• Task details:
Return the whole listing exactly as it stands.

[Named-object pointing records]
:::

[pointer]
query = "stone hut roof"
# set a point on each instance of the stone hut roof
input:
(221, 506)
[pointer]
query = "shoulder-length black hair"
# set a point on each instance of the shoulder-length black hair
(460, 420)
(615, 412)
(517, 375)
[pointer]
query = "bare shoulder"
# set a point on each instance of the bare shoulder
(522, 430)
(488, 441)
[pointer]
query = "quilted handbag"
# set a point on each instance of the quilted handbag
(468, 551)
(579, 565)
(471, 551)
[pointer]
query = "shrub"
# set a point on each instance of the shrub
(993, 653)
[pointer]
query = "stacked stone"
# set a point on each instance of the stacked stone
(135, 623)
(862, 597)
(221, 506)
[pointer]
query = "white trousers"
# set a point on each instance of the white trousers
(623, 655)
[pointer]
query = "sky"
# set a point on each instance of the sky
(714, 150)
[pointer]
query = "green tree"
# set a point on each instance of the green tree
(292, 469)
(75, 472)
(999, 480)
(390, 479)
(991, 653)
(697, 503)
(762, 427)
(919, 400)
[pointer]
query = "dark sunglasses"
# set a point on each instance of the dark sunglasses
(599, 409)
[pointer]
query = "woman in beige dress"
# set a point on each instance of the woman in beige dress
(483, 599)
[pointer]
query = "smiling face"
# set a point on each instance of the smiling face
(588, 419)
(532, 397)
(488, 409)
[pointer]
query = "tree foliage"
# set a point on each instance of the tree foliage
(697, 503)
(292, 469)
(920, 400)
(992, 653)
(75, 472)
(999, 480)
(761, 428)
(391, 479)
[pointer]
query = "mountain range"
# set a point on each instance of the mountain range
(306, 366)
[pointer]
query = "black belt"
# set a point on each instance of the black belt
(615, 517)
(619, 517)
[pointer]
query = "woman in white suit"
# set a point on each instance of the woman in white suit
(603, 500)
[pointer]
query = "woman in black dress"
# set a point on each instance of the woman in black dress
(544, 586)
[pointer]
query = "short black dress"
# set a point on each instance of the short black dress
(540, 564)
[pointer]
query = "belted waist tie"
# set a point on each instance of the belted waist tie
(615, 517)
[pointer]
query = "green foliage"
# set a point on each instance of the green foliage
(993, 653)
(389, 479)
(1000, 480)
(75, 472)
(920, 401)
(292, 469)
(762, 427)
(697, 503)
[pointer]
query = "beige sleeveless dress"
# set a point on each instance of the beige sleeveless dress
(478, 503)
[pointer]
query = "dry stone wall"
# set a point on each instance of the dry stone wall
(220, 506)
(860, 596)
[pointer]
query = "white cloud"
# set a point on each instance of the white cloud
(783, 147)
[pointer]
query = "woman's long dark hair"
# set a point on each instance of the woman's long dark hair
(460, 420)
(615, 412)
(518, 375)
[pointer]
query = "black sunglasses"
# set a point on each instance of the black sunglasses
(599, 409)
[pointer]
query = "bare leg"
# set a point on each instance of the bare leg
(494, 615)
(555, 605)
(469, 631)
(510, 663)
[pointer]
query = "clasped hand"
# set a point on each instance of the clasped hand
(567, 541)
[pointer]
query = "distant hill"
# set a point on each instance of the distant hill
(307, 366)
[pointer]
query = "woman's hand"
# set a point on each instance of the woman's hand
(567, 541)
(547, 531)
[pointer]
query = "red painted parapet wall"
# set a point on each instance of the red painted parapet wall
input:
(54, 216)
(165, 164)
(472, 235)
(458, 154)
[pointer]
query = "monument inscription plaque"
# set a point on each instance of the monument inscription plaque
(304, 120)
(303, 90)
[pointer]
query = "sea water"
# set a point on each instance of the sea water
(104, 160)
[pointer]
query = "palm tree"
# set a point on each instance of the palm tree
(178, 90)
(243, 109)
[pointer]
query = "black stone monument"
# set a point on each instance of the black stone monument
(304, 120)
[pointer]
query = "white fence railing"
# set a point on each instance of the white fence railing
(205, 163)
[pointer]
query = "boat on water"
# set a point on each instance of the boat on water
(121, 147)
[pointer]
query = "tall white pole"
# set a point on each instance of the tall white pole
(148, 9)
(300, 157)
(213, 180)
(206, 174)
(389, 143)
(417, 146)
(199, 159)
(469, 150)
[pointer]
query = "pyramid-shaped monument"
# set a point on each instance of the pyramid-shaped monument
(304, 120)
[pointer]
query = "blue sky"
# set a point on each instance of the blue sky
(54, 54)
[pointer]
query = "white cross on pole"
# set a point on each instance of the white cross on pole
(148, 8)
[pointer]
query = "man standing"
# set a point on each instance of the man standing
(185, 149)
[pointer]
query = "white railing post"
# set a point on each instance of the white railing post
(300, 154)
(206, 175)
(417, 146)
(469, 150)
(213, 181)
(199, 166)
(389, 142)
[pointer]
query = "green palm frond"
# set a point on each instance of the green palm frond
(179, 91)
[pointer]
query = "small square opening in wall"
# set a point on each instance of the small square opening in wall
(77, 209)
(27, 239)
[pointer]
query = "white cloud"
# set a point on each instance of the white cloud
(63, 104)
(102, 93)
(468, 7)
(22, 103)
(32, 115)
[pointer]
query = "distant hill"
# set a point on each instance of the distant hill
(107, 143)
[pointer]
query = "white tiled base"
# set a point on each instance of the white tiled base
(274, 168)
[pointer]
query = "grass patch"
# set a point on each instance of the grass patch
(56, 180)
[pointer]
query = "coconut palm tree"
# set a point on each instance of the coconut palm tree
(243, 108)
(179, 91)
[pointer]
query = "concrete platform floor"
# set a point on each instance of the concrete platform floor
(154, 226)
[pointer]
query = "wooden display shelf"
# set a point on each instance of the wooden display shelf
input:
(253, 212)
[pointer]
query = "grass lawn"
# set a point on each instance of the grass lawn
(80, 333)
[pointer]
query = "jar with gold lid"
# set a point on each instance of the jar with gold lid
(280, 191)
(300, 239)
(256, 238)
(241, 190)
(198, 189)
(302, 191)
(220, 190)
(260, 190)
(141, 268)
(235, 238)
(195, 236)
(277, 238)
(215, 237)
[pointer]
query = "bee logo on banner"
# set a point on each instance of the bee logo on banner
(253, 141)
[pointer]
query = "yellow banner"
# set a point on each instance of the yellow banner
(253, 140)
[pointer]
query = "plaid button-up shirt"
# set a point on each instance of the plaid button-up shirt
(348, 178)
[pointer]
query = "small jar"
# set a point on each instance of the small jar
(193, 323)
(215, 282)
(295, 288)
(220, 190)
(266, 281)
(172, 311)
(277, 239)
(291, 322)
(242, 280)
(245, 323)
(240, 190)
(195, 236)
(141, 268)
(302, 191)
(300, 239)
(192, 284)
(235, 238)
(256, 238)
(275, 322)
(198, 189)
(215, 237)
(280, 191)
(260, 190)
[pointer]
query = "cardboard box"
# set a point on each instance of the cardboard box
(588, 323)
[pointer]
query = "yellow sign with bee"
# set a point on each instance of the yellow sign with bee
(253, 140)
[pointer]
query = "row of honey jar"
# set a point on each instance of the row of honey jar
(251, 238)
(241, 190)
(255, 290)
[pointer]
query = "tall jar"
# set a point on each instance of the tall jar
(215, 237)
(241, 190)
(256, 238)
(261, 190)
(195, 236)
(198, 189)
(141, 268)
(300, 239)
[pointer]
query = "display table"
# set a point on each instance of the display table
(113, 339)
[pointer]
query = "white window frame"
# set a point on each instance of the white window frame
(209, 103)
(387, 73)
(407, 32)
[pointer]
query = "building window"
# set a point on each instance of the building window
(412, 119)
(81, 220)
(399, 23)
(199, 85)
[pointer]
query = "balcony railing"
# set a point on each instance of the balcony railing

:::

• Result of the exercise:
[pointer]
query = "stone hut roof"
# set a point on each instance of the stone hut roof
input:
(221, 506)
[pointer]
query = "shoulder-length black hair"
# set a point on each instance of the shoulder-length black hair
(460, 420)
(615, 412)
(517, 375)
[pointer]
query = "bare shoulder"
# set a point on each instance of the bare shoulder
(522, 430)
(488, 441)
[pointer]
query = "quilted handbag"
# set a point on each instance of the quilted handbag
(468, 551)
(579, 565)
(471, 551)
[pointer]
query = "shrub"
# set a point on each instance of the shrub
(993, 653)
[pointer]
query = "stacked stone"
# set a point on each instance of the stacked stone
(135, 623)
(862, 597)
(221, 506)
[pointer]
query = "white trousers"
# set a point on each instance of the white trousers
(623, 655)
[pointer]
query = "sky"
# set a point on each instance of the sky
(714, 150)
[pointer]
query = "green tree"
# set a point on each instance of the green tree
(292, 469)
(75, 472)
(999, 480)
(390, 479)
(991, 653)
(697, 503)
(762, 427)
(919, 400)
[pointer]
query = "dark sunglasses"
# set a point on each instance of the dark sunglasses
(599, 409)
[pointer]
query = "woman in beige dress"
# set a point on each instance of the woman in beige dress
(483, 599)
[pointer]
query = "smiling face"
# set a point on each instance of the smiling face
(588, 419)
(532, 397)
(488, 409)
[pointer]
query = "tree foliage"
# set a point on each instance of the tree foliage
(697, 503)
(292, 469)
(920, 400)
(992, 653)
(75, 472)
(999, 480)
(761, 428)
(391, 479)
[pointer]
query = "mountain range"
# set a point on each instance of the mountain range
(306, 366)
[pointer]
query = "black belt"
# set a point on each instance of the black belt
(615, 517)
(619, 517)
[pointer]
query = "woman in white suit"
# set a point on each instance of the woman in white suit
(603, 500)
[pointer]
query = "woman in black dress"
# set a point on each instance of the woman in black dress
(544, 586)
[pointer]
query = "short black dress"
# set a point on each instance of the short black dress
(540, 564)
[pointer]
query = "belted waist tie"
# set a point on each instance of the belted waist tie
(615, 517)
[pointer]
query = "green foliage"
# set a point on each instance of the green foliage
(993, 653)
(389, 479)
(1000, 480)
(75, 472)
(920, 401)
(292, 469)
(762, 427)
(697, 503)
[pointer]
query = "beige sleeveless dress"
# set a point on each instance of the beige sleeveless dress
(478, 503)
[pointer]
query = "dry stone wall"
# set a point on each instance of the dry stone wall
(220, 506)
(860, 596)
[pointer]
query = "white cloud"
# set a point on each instance of the white cloud
(783, 147)
[pointer]
query = "woman's long dark hair"
# set a point on each instance of the woman's long dark hair
(460, 420)
(615, 412)
(518, 375)
[pointer]
query = "black sunglasses"
# set a point on each instance of the black sunglasses
(599, 409)
[pointer]
query = "bare leg"
# set a point on each instance of the bare leg
(494, 615)
(555, 605)
(469, 631)
(510, 663)
[pointer]
query = "clasped hand"
# set a point on each instance of the clasped hand
(567, 541)
[pointer]
query = "distant hill"
# set a point on each instance of the distant hill
(307, 366)
[pointer]
query = "woman's hand"
# set a point on each instance of the woman's hand
(567, 541)
(547, 531)
[pointer]
query = "red painted parapet wall"
# set a point on each instance of the red painted parapet wall
input:
(54, 216)
(165, 164)
(472, 235)
(458, 154)
[pointer]
query = "monument inscription plaque"
# set a point on each instance of the monument inscription plaque
(304, 120)
(303, 90)
[pointer]
query = "sea water"
# set a point on each instance of the sea water
(104, 160)
[pointer]
query = "palm tree"
# set a point on each instance of the palm tree
(178, 90)
(243, 109)
[pointer]
query = "black stone monument"
# set a point on each instance of the black stone monument
(304, 120)
[pointer]
query = "white fence railing"
# set a point on each instance of the white fence railing
(205, 163)
[pointer]
query = "boat on water"
# set a point on each instance of the boat on water
(121, 147)
[pointer]
query = "tall white pole"
# set a point on each instance of the tall white pole
(148, 9)
(300, 157)
(213, 180)
(206, 174)
(389, 143)
(417, 146)
(199, 159)
(469, 150)
[pointer]
query = "pyramid-shaped monument"
# set a point on each instance of the pyramid-shaped monument
(304, 120)
[pointer]
query = "blue sky"
# set a point on each instance of the blue sky
(54, 54)
[pointer]
query = "white cross on pole"
# set a point on each instance of the white cross on pole
(148, 8)
[pointer]
query = "man standing"
# set a point on each instance of the man standing
(185, 149)
[pointer]
query = "white railing post"
# set a point on each instance of the white railing post
(300, 154)
(206, 175)
(417, 146)
(469, 150)
(213, 181)
(199, 166)
(389, 142)
[pointer]
query = "green palm frond"
# set a point on each instance of the green palm frond
(179, 91)
[pointer]
query = "small square opening in wall"
# set a point on each instance of the small square opening in wall
(77, 209)
(27, 239)
[pointer]
query = "white cloud"
# set a point on each instance of the white cloud
(63, 104)
(102, 93)
(468, 7)
(22, 103)
(32, 115)
[pointer]
query = "distant hill"
# set a point on each instance of the distant hill
(107, 143)
[pointer]
query = "white tiled base"
# set a point on each instance of the white tiled base
(274, 168)
[pointer]
query = "grass patch"
# set a point on each instance of the grass patch
(56, 180)
[pointer]
query = "coconut palm tree"
# set a point on each instance of the coconut palm tree
(243, 108)
(179, 91)
[pointer]
query = "concrete platform floor"
# set a point on each instance of the concrete platform floor
(154, 226)
[pointer]
query = "wooden display shelf"
# set a point on each instance of the wooden display shelf
input:
(253, 212)
[pointer]
query = "grass lawn"
# set a point on each instance of the grass lawn
(80, 333)
[pointer]
query = "jar with gold lid"
# set a point on each instance of the jar with gold lid
(280, 191)
(300, 239)
(256, 238)
(241, 190)
(198, 189)
(302, 191)
(220, 190)
(260, 190)
(141, 268)
(235, 238)
(195, 236)
(277, 238)
(215, 237)
[pointer]
query = "bee logo on banner"
# set a point on each instance of the bee logo on banner
(253, 141)
[pointer]
query = "yellow banner"
# set a point on each instance of the yellow banner
(253, 140)
[pointer]
query = "plaid button-up shirt"
# set a point on each instance of the plaid button-up shirt
(348, 178)
[pointer]
query = "small jar"
# set a point on each instance of the small jar
(193, 323)
(215, 282)
(295, 288)
(220, 190)
(266, 281)
(172, 311)
(277, 239)
(291, 322)
(242, 280)
(245, 323)
(240, 190)
(195, 236)
(141, 268)
(302, 191)
(300, 239)
(192, 284)
(235, 238)
(256, 238)
(275, 322)
(198, 189)
(215, 237)
(280, 191)
(260, 190)
[pointer]
query = "cardboard box"
# set a point on each instance of the cardboard box
(588, 323)
[pointer]
query = "yellow sign with bee"
# set a point on each instance of the yellow sign with bee
(253, 140)
[pointer]
query = "row of honey jar"
# set a point on each instance of the row of honey jar
(251, 238)
(241, 190)
(255, 290)
[pointer]
query = "tall jar"
# set a point on each instance of the tall jar
(215, 237)
(241, 190)
(256, 238)
(261, 190)
(195, 236)
(198, 189)
(141, 268)
(300, 239)
[pointer]
query = "display table"
# set a point on each instance of the display table
(113, 339)
[pointer]
query = "white window frame"
# set a point on each instance of the white window frame
(209, 103)
(387, 73)
(407, 32)
[pointer]
query = "building window"
# set a point on each instance of the building window
(412, 119)
(81, 220)
(399, 23)
(199, 85)
[pointer]
query = "balcony railing"
# set a point on each instance of the balcony railing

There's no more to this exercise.